START EXCERPTED DATA

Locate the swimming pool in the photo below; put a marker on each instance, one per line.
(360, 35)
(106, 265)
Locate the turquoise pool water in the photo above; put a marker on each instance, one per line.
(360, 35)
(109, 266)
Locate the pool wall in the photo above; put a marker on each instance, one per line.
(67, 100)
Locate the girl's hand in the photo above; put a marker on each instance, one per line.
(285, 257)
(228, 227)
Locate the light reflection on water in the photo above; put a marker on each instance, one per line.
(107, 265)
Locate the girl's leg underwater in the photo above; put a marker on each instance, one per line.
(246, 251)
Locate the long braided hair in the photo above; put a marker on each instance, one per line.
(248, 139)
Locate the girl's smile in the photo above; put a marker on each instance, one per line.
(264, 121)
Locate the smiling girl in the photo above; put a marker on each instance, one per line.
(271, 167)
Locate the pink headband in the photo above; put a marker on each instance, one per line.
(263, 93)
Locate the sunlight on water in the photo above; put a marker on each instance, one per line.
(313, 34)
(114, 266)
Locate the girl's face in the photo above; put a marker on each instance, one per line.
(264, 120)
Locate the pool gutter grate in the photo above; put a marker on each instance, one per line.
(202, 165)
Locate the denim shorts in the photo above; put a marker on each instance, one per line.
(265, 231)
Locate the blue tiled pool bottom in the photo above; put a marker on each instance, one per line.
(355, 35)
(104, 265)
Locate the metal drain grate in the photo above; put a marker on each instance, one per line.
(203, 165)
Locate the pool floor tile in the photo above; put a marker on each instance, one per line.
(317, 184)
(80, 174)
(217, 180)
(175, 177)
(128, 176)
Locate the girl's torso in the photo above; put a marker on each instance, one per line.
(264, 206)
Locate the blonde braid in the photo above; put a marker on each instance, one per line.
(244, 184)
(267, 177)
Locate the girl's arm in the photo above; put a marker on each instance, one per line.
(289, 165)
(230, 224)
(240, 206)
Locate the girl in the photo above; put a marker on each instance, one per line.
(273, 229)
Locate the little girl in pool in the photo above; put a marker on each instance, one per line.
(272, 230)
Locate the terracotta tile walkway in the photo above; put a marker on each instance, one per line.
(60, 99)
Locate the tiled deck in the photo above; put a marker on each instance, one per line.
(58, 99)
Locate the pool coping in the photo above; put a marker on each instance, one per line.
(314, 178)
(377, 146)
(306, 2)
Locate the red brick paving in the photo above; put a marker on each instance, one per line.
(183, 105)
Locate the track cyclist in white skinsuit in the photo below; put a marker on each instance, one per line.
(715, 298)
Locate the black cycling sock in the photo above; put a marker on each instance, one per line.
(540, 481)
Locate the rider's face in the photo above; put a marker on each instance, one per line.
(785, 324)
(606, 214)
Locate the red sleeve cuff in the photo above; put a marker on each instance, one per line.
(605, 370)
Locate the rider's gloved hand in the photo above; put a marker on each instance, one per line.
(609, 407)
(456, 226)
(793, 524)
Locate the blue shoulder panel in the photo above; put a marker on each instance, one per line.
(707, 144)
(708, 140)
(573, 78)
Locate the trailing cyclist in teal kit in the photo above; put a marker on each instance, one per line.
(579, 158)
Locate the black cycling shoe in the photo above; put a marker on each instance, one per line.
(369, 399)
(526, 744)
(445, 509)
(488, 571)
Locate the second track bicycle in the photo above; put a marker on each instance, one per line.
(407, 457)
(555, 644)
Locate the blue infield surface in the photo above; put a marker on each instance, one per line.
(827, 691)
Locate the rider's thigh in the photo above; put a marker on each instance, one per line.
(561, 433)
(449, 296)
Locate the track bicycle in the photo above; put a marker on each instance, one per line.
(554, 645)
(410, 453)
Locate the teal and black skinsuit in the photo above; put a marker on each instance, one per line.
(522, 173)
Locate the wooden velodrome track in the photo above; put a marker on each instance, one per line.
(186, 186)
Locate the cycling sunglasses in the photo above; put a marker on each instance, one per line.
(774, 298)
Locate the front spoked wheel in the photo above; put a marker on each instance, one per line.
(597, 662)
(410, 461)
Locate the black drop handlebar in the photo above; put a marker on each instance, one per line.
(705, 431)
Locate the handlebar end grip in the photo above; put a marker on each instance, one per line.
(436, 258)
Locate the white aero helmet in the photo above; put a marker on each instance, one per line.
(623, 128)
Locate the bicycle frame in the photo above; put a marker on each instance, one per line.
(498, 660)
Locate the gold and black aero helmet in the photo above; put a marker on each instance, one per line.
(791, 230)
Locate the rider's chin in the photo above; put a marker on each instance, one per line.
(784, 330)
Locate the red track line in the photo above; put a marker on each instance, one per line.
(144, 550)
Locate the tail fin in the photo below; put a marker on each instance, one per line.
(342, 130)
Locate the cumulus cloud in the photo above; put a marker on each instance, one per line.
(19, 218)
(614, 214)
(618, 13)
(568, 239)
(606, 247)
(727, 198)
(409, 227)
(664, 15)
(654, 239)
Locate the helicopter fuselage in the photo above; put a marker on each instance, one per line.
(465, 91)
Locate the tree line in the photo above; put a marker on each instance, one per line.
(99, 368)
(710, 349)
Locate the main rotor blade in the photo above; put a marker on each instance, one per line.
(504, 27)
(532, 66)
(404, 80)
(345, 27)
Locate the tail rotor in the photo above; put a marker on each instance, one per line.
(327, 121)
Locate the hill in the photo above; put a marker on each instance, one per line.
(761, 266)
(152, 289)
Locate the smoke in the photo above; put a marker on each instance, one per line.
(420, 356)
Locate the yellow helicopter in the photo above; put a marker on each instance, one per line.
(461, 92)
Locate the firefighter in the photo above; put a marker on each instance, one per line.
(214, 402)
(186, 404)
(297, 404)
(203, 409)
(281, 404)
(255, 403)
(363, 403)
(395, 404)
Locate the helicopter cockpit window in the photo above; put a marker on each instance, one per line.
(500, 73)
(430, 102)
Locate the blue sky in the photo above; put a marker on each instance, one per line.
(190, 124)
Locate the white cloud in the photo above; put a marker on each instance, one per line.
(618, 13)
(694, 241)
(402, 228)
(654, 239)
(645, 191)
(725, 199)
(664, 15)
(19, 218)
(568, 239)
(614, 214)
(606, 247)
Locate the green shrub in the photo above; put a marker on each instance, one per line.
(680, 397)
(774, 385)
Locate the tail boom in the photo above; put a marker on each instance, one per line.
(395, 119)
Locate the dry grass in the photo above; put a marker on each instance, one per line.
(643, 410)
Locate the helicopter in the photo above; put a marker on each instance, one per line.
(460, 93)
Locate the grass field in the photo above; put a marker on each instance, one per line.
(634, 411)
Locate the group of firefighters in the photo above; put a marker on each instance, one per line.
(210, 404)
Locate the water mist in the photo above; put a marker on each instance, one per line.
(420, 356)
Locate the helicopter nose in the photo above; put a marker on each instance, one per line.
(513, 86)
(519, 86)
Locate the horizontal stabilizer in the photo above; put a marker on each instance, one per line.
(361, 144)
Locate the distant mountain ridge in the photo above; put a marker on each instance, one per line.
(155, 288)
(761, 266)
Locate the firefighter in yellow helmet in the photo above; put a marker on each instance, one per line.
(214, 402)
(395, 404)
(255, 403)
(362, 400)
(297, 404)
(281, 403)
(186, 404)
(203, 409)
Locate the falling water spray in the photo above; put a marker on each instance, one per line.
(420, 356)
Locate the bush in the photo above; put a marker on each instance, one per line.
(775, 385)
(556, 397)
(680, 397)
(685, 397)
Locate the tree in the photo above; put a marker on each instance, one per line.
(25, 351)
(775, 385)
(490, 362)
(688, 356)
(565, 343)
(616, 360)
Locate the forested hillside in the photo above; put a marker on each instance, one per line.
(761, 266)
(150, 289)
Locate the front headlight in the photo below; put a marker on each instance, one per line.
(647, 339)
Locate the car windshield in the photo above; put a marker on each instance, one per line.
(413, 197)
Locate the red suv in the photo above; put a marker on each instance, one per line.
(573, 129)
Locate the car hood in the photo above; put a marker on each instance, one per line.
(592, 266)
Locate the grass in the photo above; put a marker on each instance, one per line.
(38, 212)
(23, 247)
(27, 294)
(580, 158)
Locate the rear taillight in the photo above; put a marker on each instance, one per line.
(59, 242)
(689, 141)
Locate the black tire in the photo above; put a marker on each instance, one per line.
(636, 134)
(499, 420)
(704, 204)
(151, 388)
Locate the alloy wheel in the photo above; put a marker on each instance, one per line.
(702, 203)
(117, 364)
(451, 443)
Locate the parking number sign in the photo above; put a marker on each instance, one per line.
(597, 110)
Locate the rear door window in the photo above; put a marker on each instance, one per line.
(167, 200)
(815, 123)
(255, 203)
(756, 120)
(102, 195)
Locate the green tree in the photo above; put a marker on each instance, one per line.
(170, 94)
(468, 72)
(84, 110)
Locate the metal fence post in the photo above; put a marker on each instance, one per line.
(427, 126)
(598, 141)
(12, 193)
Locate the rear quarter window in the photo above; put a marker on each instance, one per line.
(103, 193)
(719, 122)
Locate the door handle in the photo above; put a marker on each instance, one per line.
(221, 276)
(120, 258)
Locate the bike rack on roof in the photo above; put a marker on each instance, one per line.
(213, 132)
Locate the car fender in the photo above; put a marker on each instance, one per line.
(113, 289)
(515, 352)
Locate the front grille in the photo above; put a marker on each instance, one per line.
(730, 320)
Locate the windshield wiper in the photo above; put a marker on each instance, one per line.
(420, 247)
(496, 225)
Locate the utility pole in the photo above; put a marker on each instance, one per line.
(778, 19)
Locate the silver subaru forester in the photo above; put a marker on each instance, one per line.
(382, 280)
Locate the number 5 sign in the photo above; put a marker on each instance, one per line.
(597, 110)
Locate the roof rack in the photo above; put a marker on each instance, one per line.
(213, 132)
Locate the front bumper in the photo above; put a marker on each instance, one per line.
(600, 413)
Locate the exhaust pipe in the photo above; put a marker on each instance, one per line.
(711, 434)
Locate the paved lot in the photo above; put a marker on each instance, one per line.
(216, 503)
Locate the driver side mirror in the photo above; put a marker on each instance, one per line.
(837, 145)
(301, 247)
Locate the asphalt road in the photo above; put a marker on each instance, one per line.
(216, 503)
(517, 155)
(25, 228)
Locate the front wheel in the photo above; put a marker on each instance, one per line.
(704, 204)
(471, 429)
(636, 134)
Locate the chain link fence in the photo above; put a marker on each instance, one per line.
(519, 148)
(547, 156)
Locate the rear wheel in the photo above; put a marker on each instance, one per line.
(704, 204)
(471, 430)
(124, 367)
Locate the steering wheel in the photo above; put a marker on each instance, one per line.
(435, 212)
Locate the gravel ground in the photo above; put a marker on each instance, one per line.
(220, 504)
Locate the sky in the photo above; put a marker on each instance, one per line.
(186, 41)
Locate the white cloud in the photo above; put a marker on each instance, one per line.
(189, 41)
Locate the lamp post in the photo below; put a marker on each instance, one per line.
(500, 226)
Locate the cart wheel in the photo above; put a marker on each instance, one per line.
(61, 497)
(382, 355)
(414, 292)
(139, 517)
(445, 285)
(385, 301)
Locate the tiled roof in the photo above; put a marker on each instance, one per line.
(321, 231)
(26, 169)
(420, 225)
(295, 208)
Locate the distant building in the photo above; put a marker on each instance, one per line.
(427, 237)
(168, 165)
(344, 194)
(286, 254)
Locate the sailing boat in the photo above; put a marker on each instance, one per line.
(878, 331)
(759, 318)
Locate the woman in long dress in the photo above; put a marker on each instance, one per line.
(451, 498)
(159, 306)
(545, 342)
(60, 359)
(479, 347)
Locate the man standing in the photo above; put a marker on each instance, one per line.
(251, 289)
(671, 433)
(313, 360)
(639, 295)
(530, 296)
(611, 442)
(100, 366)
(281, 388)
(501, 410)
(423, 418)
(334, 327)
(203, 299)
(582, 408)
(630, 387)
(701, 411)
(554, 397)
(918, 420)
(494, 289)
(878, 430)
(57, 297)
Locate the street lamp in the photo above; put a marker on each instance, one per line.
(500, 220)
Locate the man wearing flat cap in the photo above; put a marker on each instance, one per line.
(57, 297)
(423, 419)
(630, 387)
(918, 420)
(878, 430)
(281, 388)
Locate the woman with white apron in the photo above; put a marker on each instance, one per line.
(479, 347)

END EXCERPTED DATA

WHAT THIS TASK INVOLVES
Copy exactly, and only, the lines from the one containing "Locate the woman with" through the last line of the listing.

TASK RESPONSE
Locate the woman with white apron in the photo above; put a marker on each instance, one per line.
(479, 347)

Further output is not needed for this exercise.